Description of the task
All lines below containing the string "white" are to be copied.

[Records drawn from a dataset]
┌──

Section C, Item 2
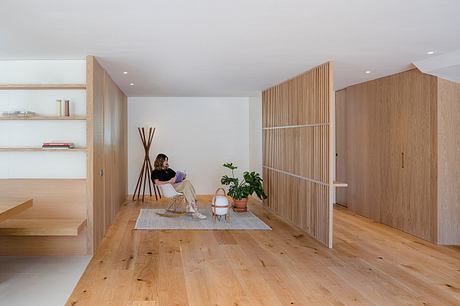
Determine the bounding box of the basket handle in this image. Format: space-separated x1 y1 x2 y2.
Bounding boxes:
214 188 226 198
212 188 230 209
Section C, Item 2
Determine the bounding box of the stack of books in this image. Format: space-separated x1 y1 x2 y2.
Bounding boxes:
42 142 75 150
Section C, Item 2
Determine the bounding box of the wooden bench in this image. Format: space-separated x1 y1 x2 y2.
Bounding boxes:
0 218 86 236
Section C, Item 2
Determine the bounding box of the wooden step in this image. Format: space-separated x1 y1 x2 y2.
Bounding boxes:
0 218 86 236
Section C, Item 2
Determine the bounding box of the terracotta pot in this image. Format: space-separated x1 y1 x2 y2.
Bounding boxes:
233 198 248 212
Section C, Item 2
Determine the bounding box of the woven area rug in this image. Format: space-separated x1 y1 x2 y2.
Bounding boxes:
134 208 271 230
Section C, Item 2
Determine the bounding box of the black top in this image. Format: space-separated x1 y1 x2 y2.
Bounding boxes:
151 168 176 183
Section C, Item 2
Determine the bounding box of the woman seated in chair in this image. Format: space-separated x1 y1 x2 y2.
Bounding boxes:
151 153 206 219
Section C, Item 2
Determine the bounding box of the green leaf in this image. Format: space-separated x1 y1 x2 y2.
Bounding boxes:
221 163 268 201
223 163 237 170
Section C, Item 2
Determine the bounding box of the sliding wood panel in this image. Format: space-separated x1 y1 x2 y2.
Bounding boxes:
399 70 436 241
262 62 333 247
379 74 404 232
342 82 382 222
87 56 105 253
335 90 347 206
103 70 128 236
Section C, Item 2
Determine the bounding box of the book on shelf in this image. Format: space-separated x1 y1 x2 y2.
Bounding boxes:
42 142 75 149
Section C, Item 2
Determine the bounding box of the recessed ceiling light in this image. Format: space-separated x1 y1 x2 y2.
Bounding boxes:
123 71 128 75
130 83 134 86
427 51 435 55
365 70 371 74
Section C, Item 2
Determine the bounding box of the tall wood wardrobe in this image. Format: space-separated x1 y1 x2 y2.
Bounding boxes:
336 68 460 245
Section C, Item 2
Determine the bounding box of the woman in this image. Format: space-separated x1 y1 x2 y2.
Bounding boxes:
151 153 206 220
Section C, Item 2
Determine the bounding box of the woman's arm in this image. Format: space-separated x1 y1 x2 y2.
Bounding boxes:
154 177 176 185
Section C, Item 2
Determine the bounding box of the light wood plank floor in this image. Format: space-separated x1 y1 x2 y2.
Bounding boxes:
67 197 460 306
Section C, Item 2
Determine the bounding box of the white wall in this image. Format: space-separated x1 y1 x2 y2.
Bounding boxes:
249 95 262 175
128 97 249 194
0 60 87 179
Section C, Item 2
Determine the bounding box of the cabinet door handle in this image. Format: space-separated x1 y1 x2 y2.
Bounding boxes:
401 152 404 169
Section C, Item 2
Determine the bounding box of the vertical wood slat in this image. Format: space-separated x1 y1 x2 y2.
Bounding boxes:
262 62 333 247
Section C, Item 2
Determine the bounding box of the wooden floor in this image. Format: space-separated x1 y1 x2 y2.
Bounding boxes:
67 197 460 306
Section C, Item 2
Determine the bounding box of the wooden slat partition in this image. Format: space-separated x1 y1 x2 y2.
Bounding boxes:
262 62 333 247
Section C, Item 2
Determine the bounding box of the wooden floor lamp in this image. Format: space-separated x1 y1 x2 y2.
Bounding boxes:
132 127 161 202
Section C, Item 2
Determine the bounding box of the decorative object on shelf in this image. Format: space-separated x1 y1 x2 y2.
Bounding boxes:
0 83 86 90
133 127 161 202
2 110 36 117
56 99 62 116
221 162 267 212
0 115 86 120
211 188 231 222
42 142 75 150
64 100 70 117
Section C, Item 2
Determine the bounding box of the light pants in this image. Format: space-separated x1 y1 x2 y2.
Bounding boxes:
173 180 197 207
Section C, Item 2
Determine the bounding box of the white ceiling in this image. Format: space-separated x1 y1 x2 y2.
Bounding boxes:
1 0 460 96
414 49 460 83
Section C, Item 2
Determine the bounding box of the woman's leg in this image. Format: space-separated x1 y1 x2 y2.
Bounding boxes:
173 181 205 219
173 180 197 206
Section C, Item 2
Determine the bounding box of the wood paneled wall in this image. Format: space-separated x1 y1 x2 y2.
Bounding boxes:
337 69 437 242
262 62 333 247
337 68 460 245
437 78 460 245
86 56 128 253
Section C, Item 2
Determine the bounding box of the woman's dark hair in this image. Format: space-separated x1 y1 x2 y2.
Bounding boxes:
154 153 168 170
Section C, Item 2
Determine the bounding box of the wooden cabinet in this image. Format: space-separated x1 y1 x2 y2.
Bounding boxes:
336 69 459 244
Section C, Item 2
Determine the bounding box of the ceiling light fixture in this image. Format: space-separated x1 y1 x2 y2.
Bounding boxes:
130 83 134 86
427 51 435 55
123 71 128 75
365 70 371 74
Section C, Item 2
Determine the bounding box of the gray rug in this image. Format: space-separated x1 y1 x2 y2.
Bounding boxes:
134 208 271 230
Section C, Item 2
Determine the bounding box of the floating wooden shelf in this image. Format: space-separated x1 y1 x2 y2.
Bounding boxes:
333 181 348 188
0 84 86 90
0 198 33 223
0 116 87 120
0 218 86 236
0 147 87 152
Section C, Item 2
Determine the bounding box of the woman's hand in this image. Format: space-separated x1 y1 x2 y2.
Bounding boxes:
169 177 176 184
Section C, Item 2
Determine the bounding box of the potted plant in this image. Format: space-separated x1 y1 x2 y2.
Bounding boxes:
220 162 267 212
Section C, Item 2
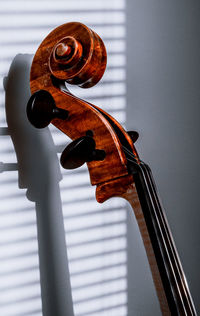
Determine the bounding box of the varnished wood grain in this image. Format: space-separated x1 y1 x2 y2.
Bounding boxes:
30 22 136 185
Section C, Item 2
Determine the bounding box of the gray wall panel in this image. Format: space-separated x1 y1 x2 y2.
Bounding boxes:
126 1 200 314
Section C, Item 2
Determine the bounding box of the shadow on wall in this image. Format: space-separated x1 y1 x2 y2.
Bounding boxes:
4 54 74 316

└──

Response below
Determine the bounding box of the white wall in this image. Format: space-separated x1 y1 x2 y2.
Determine the bounding box of the white ceiling in this image. Format: space-separated x1 y1 x2 y2.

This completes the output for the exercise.